▶ **Task instructions**
Set down every line below, word for word.

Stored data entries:

◇ ◇ ◇ ◇ ◇ ◇ ◇

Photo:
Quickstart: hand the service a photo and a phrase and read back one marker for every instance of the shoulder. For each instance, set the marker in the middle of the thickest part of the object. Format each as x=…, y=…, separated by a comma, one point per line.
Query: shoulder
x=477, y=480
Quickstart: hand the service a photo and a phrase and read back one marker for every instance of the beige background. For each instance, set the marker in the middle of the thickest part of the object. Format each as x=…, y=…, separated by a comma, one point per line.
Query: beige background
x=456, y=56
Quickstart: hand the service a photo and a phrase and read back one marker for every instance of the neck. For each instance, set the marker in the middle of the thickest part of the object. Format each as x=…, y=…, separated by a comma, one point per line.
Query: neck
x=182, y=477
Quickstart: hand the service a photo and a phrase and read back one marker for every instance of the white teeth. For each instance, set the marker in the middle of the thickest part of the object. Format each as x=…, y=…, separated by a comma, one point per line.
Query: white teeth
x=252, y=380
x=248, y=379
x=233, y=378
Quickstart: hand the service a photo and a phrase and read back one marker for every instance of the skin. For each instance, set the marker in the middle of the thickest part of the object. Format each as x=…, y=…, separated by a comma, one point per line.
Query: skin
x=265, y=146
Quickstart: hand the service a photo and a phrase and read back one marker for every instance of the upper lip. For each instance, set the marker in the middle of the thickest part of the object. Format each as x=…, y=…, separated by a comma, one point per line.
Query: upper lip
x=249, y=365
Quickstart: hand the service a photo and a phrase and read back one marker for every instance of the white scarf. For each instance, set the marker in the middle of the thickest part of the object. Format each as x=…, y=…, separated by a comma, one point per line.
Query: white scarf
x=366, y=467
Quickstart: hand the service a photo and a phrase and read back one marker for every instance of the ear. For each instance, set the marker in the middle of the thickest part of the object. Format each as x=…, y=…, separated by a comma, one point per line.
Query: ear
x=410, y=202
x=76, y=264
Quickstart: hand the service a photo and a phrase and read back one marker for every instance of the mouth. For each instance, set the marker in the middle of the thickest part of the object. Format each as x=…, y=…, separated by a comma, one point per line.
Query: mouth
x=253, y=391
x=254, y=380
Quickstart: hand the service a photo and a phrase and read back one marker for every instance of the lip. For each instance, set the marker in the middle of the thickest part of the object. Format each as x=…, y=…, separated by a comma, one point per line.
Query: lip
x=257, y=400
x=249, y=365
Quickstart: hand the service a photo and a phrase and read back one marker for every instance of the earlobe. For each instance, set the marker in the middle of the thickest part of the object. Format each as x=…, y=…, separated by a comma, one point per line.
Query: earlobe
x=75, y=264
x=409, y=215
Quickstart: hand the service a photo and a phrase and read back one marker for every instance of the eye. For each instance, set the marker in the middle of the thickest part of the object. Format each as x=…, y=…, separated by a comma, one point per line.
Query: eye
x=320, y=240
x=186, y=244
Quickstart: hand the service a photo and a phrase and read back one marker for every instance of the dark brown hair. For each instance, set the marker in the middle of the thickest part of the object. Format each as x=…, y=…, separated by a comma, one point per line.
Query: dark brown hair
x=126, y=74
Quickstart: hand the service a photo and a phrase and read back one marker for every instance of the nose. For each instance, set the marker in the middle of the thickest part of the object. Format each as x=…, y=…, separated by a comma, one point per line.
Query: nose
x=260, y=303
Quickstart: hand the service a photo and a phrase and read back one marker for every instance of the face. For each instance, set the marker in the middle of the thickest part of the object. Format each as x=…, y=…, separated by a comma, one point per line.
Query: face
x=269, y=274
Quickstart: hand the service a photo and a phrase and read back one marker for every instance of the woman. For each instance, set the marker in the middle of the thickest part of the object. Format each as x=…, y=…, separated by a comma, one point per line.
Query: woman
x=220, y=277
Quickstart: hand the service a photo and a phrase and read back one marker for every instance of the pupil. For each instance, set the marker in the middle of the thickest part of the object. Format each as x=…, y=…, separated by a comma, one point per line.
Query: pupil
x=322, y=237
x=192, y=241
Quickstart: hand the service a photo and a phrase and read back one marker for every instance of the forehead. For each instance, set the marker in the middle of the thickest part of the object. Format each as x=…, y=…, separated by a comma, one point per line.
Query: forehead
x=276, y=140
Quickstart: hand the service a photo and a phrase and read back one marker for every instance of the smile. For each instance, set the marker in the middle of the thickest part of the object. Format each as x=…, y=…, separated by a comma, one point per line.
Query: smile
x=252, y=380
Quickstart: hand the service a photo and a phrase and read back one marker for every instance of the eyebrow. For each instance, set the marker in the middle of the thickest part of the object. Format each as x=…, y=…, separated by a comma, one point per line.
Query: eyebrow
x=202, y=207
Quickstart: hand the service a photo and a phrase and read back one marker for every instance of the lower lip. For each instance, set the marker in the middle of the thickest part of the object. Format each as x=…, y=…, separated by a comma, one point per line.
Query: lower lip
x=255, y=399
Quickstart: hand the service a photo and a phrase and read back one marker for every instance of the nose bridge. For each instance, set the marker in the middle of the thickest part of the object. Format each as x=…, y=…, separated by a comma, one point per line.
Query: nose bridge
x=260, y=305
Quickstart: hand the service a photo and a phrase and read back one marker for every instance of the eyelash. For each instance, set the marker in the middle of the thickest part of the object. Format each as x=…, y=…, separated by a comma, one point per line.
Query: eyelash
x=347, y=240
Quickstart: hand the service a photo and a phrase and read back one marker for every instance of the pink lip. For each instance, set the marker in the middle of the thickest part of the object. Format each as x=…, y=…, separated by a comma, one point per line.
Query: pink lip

◇ ◇ ◇ ◇ ◇ ◇ ◇

▶ **Written response**
Photo:
Quickstart: hand the service a photo and a phrase and read back one marker for every instance of the shoulder. For each instance, set the marker in the middle of the thickest part of the object. Format each as x=…, y=…, separated by a comma, one point per line.
Query: shoulder
x=477, y=480
Quickstart: hand the service a photo and a phrase and read back one marker for every instance of the beige background. For each instance, set the marker in the middle of the thickest part of the object. Format each as x=…, y=…, separated by a comma, one point per line.
Query: beige background
x=456, y=56
Quickstart: hand the service a photo and a phrase and read back one marker for every instance of the neck. For each instance, set the marker in the middle of the thickest part of the object. Format each as x=…, y=…, separated by a comma, one point per line.
Query: neck
x=182, y=477
Quickstart: hand the service a photo and a phrase and read back one marker for every instance of the white teeth. For each instance, set the marker in the middle of the thickest part of the object. Format each as x=…, y=…, separated by a comma, one point per line.
Query: white teeth
x=252, y=380
x=248, y=379
x=233, y=378
Quickstart: hand the service a photo and a phrase and read back one marker for every instance of the skin. For each instance, set the marker in the middle of the thickest part of the object. Format each as x=…, y=…, separated by a comma, one point per line.
Query: skin
x=265, y=146
Quickstart: hand the service a photo and a phrase and read back one marker for every instance of the upper lip. For each instance, set the marker in the middle of the thickest part of the object. Format each as x=…, y=…, separated by a comma, one point per line.
Query: upper lip
x=249, y=365
Quickstart: hand the service a photo and a phrase and read back one marker for every instance of the white scarf. For each instance, set the marker in the middle of the thickest part of the object. Format each as x=…, y=…, separated by a comma, one point per line.
Query: white scarf
x=366, y=467
Quickstart: hand the service a photo and a phrase and read back one marker for every instance of the ear. For each instance, set the marker in the middle of the thickest part of the object. Format each as x=…, y=…, separated by a comma, one point per line.
Query: ear
x=410, y=202
x=76, y=264
Quickstart: hand the service a photo and a phrase and read back one marker for every instance of the mouth. For each instance, set the marker in the middle of the thickest part of the object. Format each as x=…, y=…, separated by a comma, one point per line.
Query: mouth
x=253, y=391
x=254, y=380
Quickstart: hand the service a photo and a phrase and read back one marker for every instance of the lip. For each instance, set the marker in the middle of the thickest part of the object. Format each as x=…, y=…, separated by a comma, one point per line.
Query: lip
x=257, y=400
x=249, y=365
Quickstart: hand the service a photo and a phrase and read back one marker for every instance of the earlobe. For each instance, set the marker in the middle of the thickest part of the object. Format each as x=…, y=…, separated by a comma, one point per line.
Query: earlobe
x=75, y=264
x=409, y=215
Quickstart: hand the service a photo and a phrase and read back one marker for every instance of the eye. For each instance, set the marker in the middle of the thickest part of the object. Format each as x=…, y=…, separated by a comma, one point per line.
Query: eye
x=320, y=240
x=186, y=244
Quickstart: hand the service a photo and a phrase and read back one marker for every instance of the dark brown hair. For each instance, set the marker in the middle of the thickest part of the object. Format each as x=…, y=…, separated by a comma, one point per line.
Query: dark brown hair
x=126, y=74
Quickstart: hand the service a photo and a phrase and read back one marker for every instance of the nose. For each instance, set the marker in the middle of the thickest part of the object. Format each as x=…, y=…, separated by a comma, one point per line.
Query: nose
x=260, y=303
Quickstart: hand the service a photo and a phrase and read back one marker for every instance of the face. For each instance, set the marker in the middle of the thickest part of the object. Format each as x=…, y=…, separated by a comma, one point per line.
Query: face
x=269, y=274
Quickstart: hand the service a photo and a phrase and read back one marker for every instance of the woman. For each instance, set the marker in the middle of the thickest part of the object. Format each as x=…, y=…, separated by a comma, one point per line.
Query: woman
x=220, y=277
Quickstart: hand the service a photo and a phrase and read back one marker for every instance of the pupil. For each instance, set the marker in the middle of the thickest part of the object. Format each as x=…, y=…, separated by a comma, one point per line.
Query: pupil
x=322, y=237
x=192, y=241
Quickstart: hand the service a photo and a phrase and read back one marker for every instance of the forehead. For each instance, set the marker in the middle of the thickest part of the object. Format each as x=…, y=…, separated by a comma, one point per line.
Query: forehead
x=276, y=140
Quickstart: hand the service a photo and a phrase and read back one marker for every instance of the smile. For each instance, set the marker in the middle of the thickest part of the object. Format each as x=…, y=…, separated by a comma, one point per line.
Query: smile
x=252, y=380
Quickstart: hand the service a photo and a phrase and read back one marker for every instance of the eyebrow. For each instance, set the marker in the middle of the thickest part of the object. Format each as x=…, y=…, separated by a comma, one point per line.
Query: eyebrow
x=202, y=207
Quickstart: hand the service a photo and a phrase and read back one marker for every instance of the lower lip. For each instance, set the marker in the middle of the thickest part of the object. Format each as x=…, y=…, separated by a comma, one point per line.
Query: lower lip
x=255, y=399
Quickstart: hand the service a photo and a phrase and read back one marker for every instance of the nose bridge. For each instance, set the marker in the middle of the thickest part of the object. Format each as x=…, y=…, separated by a comma, one point per line.
Query: nose bridge
x=260, y=305
Quickstart: hand the service a photo and a phrase and read back one marker for every instance of the eyelash. For each instance, set the marker in the middle of the thickest part of the object. Format each as x=…, y=…, separated by a comma, one point per line.
Query: eyelash
x=347, y=240
Quickstart: hand the service a photo and a phrase and read back one marker for every instance of the pink lip. For each instance, set the marker in the middle of the thickest part of the object. Format each as x=…, y=…, separated by a comma, one point per line.
Query: pink lip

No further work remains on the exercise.